◆ Problems to work on:
1. Repeat word for word the part of the theonomy piece between "This we have" and "and destruction follow.", inclusive.
2. Keep writing the piece on theonomy and the Westminster Confession, picking up right after its last sentence.

Answering an objection about theonomy

The following is from author Peter Otajian.

Dear Friends,

As you know, I am far from being an expert in theonomy and Christian Reconstruction and still have much to learn and grow before I ever catch up to many of you. Ergo, I request your help in answering the objections of one of my Deacon friends from my church to whom I emailed Rev. Paul M. Raymond’s sermon on:

The Biblical View of Culture and Social Theory 11.

http://www.sermonaudio.com/sermoninfo.asp?SID=129072330332

Below is my good Deacon friend’s response:

Hi Peter,

Thanks for the sermon audio – it is a polemical sermon and includes a swipe at the amillennialist position. I am sympathetic to the frustrations and concerns, but overall I think there is need for greater exegesis from Scripture to be convincing. Also he appeals to section 23 of the WCF, but I do not think that the WCF as a whole supports Theonomy and Reconstructionism (see WCF sect. 19.4).

Friends,

I truly appreciate all of your time and consideration in answering this serious objection if you can. It should be very educational to all of us and it will buttress and re-enforce us in what we believe.

Your comrade in Christ,

- Peter

It’s an ironic position to take that England, Scotland and America were not theonomic and Reconstructionist in the mid-1600s when the Westminster Confession of Faith (WCF) was adopted.

For some hard data on this, I’d recommend Iain Murray’s The Puritan Hope. The fact is that not all Puritans and Presbyterians were postmillennial. In fact, that term did not exist then. There was no distinction between amillennialism and postmillenialism until later. Premillennialism existed on the fringes, but was viewed as aberrant. The so-called “Fifth Monarchy Men” were akin to the modern “end-times” prophets. The problems they caused served as a lesson for us today. However, Murray does a good job showing that what we now call “postmillennialism” was the dominant eschatological view among those who adopted the Westminster Confession. It was the “Puritan Hope.”

In addition to the solid optimistic eschatological outlook among the Puritans and Presbyterians, theonomy was the order of the day. If you read John Knox’s interviews with Mary Queen of Scots in The Reformation of Scotland they both appealed directly to the Bible in their arguments about civil policy.

When John Knox, a student of John Calvin, defended Protestantism in the court of Mary Queen of Scots he did not shrink back from the binding nature of the Law of God. He even openly proclaimed in these debates that the death penalty should be carried out in accordance with the prescribed biblical sanctions. These debates demonstrate conclusively that Knox was a theonomist in the sense that he believed in the continuing binding validity of Old Testament penal sanctions.

Knox wrote:

This we have not by profane writers only; but the Holy Spirit taught us this infallible truth, that where iniquity reigns in a commonwealth, and none is found boldly and openly to reprehend the same, that there shall sudden vengeance and destruction follow.

◆ Given records:
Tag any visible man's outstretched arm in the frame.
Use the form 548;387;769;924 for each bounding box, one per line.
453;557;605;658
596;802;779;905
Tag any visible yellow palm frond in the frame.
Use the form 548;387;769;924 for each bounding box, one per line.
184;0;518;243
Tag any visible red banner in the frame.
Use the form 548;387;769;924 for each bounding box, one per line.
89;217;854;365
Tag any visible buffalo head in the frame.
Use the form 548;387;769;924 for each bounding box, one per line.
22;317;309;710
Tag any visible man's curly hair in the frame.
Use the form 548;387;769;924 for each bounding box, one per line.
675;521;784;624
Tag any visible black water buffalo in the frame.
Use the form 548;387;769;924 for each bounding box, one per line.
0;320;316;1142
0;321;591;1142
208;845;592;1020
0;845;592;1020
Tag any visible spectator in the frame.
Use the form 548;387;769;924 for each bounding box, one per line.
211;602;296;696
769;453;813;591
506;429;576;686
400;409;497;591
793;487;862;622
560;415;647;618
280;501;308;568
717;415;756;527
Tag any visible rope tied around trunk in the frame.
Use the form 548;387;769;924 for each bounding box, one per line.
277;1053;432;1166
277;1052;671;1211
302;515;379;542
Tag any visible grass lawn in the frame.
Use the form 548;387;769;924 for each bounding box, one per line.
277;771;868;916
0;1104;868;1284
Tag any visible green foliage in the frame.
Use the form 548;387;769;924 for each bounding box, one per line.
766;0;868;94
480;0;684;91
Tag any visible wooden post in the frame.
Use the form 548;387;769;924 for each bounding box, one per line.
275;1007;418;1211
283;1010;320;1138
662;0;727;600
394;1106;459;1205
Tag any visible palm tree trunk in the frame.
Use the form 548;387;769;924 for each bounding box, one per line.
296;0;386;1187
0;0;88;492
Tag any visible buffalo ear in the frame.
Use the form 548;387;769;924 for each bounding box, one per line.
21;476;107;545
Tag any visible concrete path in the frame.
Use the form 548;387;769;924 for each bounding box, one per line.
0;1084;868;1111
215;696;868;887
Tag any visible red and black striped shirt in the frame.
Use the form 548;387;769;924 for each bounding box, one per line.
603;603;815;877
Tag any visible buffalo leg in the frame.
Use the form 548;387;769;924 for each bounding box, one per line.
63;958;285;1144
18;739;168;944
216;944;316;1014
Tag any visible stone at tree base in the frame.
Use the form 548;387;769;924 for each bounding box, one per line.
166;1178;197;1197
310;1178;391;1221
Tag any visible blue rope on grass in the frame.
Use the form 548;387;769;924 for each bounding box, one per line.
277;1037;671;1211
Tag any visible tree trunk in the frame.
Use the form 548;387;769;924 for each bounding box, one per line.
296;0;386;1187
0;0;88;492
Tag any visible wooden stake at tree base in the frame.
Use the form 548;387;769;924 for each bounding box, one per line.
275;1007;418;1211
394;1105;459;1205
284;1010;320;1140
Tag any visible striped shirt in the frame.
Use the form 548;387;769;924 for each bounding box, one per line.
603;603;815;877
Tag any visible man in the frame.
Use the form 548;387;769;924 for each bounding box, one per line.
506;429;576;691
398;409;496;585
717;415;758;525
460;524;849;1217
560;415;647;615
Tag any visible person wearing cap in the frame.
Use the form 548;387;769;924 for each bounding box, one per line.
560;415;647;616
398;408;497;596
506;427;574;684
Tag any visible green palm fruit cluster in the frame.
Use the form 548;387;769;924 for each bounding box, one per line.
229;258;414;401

◆ Answers to the exercises:
1.
This we have not by profane writers only; but the Holy Spirit taught us this infallible truth, that where iniquity reigns in a commonwealth, and none is found boldly and openly to reprehend the same, that there shall sudden vengeance and destruction follow.

2.
Knox then quotes from Ezekiel 22, and says that the moral Law of God, as reiterated by the prophet, is for every nation.

Advert, madam, for these are not the words of mortal man, but of the eternal God, and were not spoken against Jerusalem only, but against every realm and nation that so offends.

In the 16th and 17th centuries, the Bible shaped civil law either by direct application or by principle. Whether Puritan, Presbyterian, Anglican or Roman Catholic, biblical law formed the basis for determining the civil law. When Henry VIII wanted to divorce Catherine of Aragorn he appealed to the prohibition against marriage to his now deceased brother’s wife, which was forced on Arthur and then Henry when they were still youths in order to secure an alliance between Spain and England.

Thou shalt not uncover the nakedness of thy brother’s wife: it is thy brother’s nakedness (Leviticus 18:16).

Here was the question posed to the Catholic Church: Since Arthur and Catherine did not have sexual relations during their brief marriage, did the the injunction of Leviticus still apply? Catherine claimed the marriage was never consummated and therefore the marriage to Henry was legitimate.

The Catholic Church argued that the case law here applied only to Levitical priests and that Henry had no right to have the marriage annulled based on the precepts of Leviticus. And in fact, that is what the WCF means when it says that certain laws are no longer applicable – either they were for the priests specifically or described the civil structure of the twelve tribes. Those laws obviously passed with the passing of civil Israel.

To them also, as a body politic, he gave sundry judicial laws, which expired together with the State of that people, not obliging any other, now, further than the general equity thereof may require (WCF 19.4).

But it is shortsighted to say that the Reformed and Presbyterian churches did not try to apply the law of God to civil, ecclesiastical or familial polity. The modern theonomic movement does not teach that we do not need to adapt the case laws to our modern culture

  1. The Ten Commandments are binding and have not passed (no Christian and certainly no Calvinist would argue that we don’t need to obey the Ten commandments). Cursing God is still wrong, Sabbath breaking is wrong. Murder, adultery, theft and lying are still wrong.
  2. The case laws where they are specific and applicable still apply and, in fact, they are part of our law code. Today, we differentiate between first degree murder and homicide based on biblical law. Biblical law also gives us the parameters for incest, when a rape is a capital crime and why a “date rape” might involving some culpability on the part of the woman. It describes why pollution laws may exist and that cruelty to animals is forbidden.
  3. Some civil laws may be derived from the case laws in principle. For instance, the law requiring a rail around a rooftop (Deut 22:8) may be applied to tort law that makes a property owner responsible for injuries that take place around unsafe construction works.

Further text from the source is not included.